### Text excerpt
=====

DOC NYC Shortlist Spotlight: For Sama
In advance of DOC NYC 2019, which begins November 6th, I’m making my way through some of the contenders on the annual Features Shortlist, which selects the films likeliest to contend for the Oscar for Best Documentary.
For Sama
Directed by Waad Al-Khateab and Edward Watts
DOC NYC Screenings
We live in a day and age where it’s impossible to be truly ignorant of what’s going on around the world. The Internet offers an incredible pipeline for information to be transmitted even from the most previously inaccessible places, and it has enabled many horrific acts widely denied or suppressed by governments or other organizations to reach a wide and passionate audience. Documenting events as they happen and broadcasting them to the world has the power to change and influence what occurs next, capturing the voices of those who might otherwise not be able to get their message out and giving them a megaphone.
Waad is a journalist living in Aleppo, Syria when war breaks out. Determined to share what is going on, she grabs her video camera and films at every possible moment. She watches as hospitals around her are bombed and friends are killed. In the process, she meets Hamza, a doctor who works to treat the many wounded people who come to find him after each attack. After they marry, Waad discovers that she is pregnant. Aware that the world she will bring her child into is a deeply imperfect one and that their livelihoods will be threatened on a daily basis, Waad perseveres, dedicating everything she does to Sama, her daughter.
This film arrives as a formidable compliment to the Oscar-winning short “The White Helmets” and Oscar-nominated feature documentary “Last Men in Aleppo,” showcasing even more of what occurred in Syria and the tremendous bravery displayed by those who ran towards explosions to save lives. Waad’s angle feels particularly intimate, as she sits closely with her husband and her daughter, often turning the camera on herself to show how she is responding to a given situation. This feels like the diary that she is keeping, one that provides an extremely enlightening outlet into her personal life and serves as a deeply important journal representative of the Syrian experience.
Narrated as a project dedicated to the daughter she hopes will one day grow up and return to a healed and repaired Aleppo, this film benefits greatly from the human approach that Waad takes, evident in its title. Waad and Hamza serve crucial functions in a crumbling, besieged society, but, for the purposes of this film, being parents ranks just as high. The footage she has assembled is brutal and at times very graphic, yet none of it is censored since, for those who lived it, they couldn’t simply turn away and pretend it wasn’t real. This affecting portrait is unsettling and moving, a vital export that certifies the reality and horror of the events it portrays.

=====

### Data listing
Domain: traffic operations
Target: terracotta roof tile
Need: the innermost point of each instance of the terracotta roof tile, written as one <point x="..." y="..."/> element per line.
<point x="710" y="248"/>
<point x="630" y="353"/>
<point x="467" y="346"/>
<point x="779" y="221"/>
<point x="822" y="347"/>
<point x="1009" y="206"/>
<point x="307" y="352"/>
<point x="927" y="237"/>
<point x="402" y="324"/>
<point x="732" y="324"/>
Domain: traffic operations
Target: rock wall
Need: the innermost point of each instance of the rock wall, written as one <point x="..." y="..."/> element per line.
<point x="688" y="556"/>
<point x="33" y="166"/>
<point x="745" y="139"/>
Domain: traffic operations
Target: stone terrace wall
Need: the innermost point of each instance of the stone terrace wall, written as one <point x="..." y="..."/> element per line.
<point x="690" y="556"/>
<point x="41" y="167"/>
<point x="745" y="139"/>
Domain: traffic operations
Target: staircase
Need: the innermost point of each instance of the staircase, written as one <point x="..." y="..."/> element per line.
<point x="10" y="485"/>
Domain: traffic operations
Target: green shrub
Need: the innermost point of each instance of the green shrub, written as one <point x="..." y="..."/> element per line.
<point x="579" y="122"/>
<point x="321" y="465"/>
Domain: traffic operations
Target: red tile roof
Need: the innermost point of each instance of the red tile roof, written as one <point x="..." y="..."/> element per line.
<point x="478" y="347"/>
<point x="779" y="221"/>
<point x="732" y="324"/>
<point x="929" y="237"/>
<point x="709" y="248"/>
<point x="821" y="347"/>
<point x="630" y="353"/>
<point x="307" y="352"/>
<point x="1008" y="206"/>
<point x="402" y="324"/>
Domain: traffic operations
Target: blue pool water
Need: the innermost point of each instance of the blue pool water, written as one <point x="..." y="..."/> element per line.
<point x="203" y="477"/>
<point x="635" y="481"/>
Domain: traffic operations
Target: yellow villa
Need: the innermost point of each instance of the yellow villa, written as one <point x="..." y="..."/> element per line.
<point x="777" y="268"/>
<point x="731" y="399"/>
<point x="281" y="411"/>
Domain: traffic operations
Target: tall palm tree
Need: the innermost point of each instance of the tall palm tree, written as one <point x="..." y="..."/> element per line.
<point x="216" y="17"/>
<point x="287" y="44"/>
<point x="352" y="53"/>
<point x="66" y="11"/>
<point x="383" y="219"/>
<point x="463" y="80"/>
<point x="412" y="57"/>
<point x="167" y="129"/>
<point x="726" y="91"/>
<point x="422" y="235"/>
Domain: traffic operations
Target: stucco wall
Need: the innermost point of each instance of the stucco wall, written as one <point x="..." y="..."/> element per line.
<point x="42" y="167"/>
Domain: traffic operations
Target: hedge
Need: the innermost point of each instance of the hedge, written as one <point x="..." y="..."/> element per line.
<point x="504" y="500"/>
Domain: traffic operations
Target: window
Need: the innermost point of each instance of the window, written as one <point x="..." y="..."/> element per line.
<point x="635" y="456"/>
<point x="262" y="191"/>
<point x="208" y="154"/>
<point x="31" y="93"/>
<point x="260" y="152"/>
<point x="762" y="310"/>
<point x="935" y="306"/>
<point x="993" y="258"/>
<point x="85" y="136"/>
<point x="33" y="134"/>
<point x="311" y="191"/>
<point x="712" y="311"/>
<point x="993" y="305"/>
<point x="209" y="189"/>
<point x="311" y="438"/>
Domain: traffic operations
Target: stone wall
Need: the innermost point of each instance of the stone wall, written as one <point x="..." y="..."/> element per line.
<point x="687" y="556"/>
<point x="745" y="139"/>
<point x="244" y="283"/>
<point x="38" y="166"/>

=====

### Requirement
Reproduce the review of For Sama word for word, covering everything from "Narrated as a" down to "events it portrays.".

### Output
Narrated as a project dedicated to the daughter she hopes will one day grow up and return to a healed and repaired Aleppo, this film benefits greatly from the human approach that Waad takes, evident in its title. Waad and Hamza serve crucial functions in a crumbling, besieged society, but, for the purposes of this film, being parents ranks just as high. The footage she has assembled is brutal and at times very graphic, yet none of it is censored since, for those who lived it, they couldn’t simply turn away and pretend it wasn’t real. This affecting portrait is unsettling and moving, a vital export that certifies the reality and horror of the events it portrays.